◆ Exercise:
Scale the records from the line with "the tower antenna spire — bbox it" through the end of the records, and write out every line in that range, including the requests. Multiply each bounding-box coordinate in the answers by 2.25 and round to whole numbers, with halves rounded up, but leave the requests and their sample coordinates unchanged.

◆ Supplied data:
══════════════════════════════

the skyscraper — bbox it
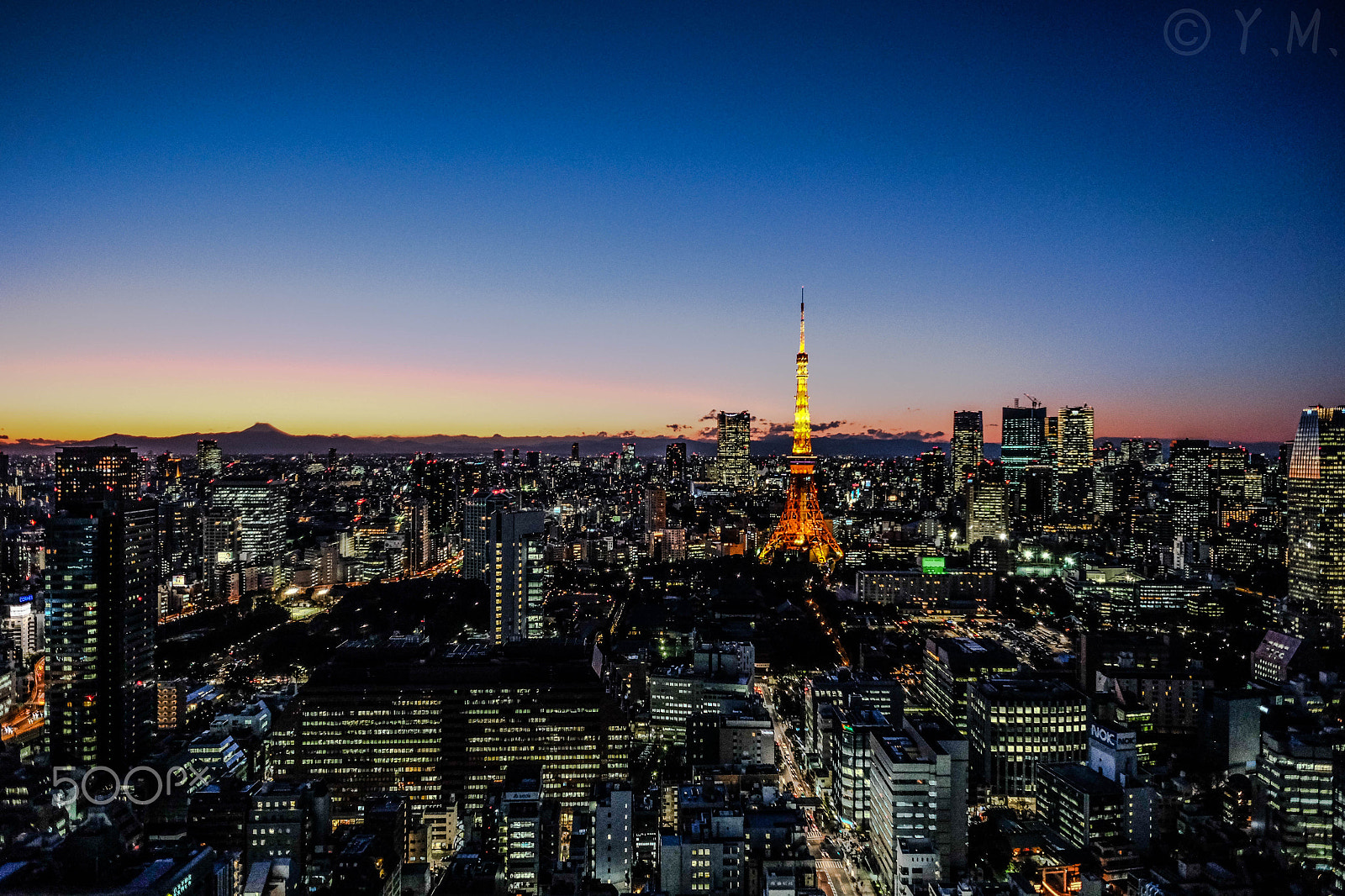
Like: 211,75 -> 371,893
45,448 -> 159,771
1056,405 -> 1094,517
920,445 -> 948,510
758,302 -> 841,565
967,460 -> 1009,546
1056,405 -> 1094,475
56,445 -> 140,507
1287,406 -> 1345,614
1000,406 -> 1047,495
462,490 -> 546,643
1168,439 -> 1213,540
207,479 -> 287,565
664,441 -> 686,486
197,439 -> 224,479
715,410 -> 752,488
644,483 -> 668,533
952,410 -> 986,493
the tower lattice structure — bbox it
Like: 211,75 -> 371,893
762,294 -> 842,567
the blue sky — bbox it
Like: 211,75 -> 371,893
0,3 -> 1345,440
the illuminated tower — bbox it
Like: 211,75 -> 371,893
762,302 -> 842,565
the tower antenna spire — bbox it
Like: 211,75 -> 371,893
799,287 -> 803,356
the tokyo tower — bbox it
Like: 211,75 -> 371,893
762,296 -> 842,567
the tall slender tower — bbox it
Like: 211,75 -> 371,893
762,298 -> 842,565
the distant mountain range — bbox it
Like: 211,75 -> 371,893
0,423 -> 1279,457
0,423 -> 947,457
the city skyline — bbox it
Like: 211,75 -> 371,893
0,5 -> 1345,441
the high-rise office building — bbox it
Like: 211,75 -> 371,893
924,638 -> 1018,735
967,678 -> 1088,806
1056,405 -> 1094,518
45,448 -> 159,771
715,410 -> 752,488
869,713 -> 967,893
1168,439 -> 1213,540
644,483 -> 668,533
1056,405 -> 1094,477
1000,405 -> 1047,498
406,455 -> 459,531
952,410 -> 986,493
920,445 -> 948,510
207,479 -> 287,565
462,488 -> 546,643
664,441 -> 686,487
197,439 -> 224,480
274,645 -> 630,820
967,460 -> 1009,546
1286,406 -> 1345,614
55,445 -> 140,507
1021,464 -> 1056,527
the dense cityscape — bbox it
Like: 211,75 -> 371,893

══════════════════════════════

◆ Result for this exercise:
the tower antenna spire — bbox it
Like: 211,75 -> 371,893
1798,646 -> 1807,801
the tokyo tower — bbox it
Like: 211,75 -> 371,893
1715,666 -> 1895,1276
the tall slender tower — bbox it
Like: 211,75 -> 371,893
1715,671 -> 1895,1271
the distant mountain range — bbox it
Like: 211,75 -> 371,893
0,952 -> 2878,1028
0,952 -> 2131,1028
the city skyline — bbox it
Like: 211,75 -> 371,893
0,11 -> 3026,992
the high-rise office building — bbox it
Like: 211,75 -> 371,893
2079,1436 -> 2291,1654
2176,1526 -> 2448,1814
2376,911 -> 2462,1166
101,1008 -> 358,1735
1609,923 -> 1692,1098
1955,1604 -> 2176,2009
2628,988 -> 2729,1215
1449,1087 -> 1503,1199
2376,911 -> 2462,1073
2250,911 -> 2356,1121
914,1024 -> 1033,1195
2142,923 -> 2219,1109
2070,1001 -> 2133,1148
466,1078 -> 646,1271
1040,1098 -> 1229,1447
1494,992 -> 1544,1096
443,988 -> 504,1080
617,1451 -> 1418,1845
2176,1035 -> 2270,1229
2894,914 -> 3026,1382
124,1001 -> 315,1141
2297,1044 -> 2376,1186
the dense cityscape — bbox it
Like: 211,75 -> 371,893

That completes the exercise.